● **RECORDS FOR THIS TASK**
....................
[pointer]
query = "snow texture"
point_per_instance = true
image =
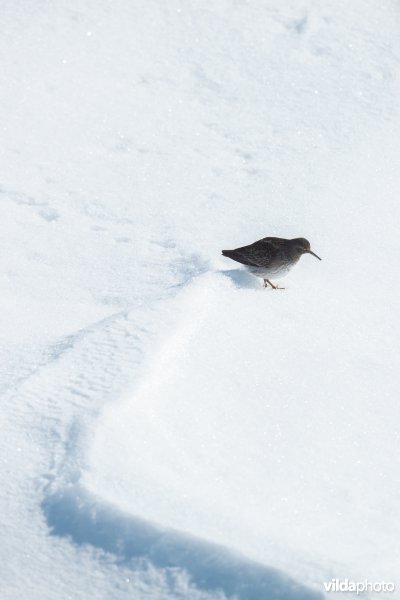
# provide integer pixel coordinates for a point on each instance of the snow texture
....................
● **THE REQUEST**
Please set out every line of the items above as a numbered list, skipping any blank lines and leaving the pictures out.

● **REPLY**
1. [pointer]
2. query = "snow texture"
3. point_per_instance = true
4. image =
5. # provide integer pixel coordinates for a point on each instance of the snow texture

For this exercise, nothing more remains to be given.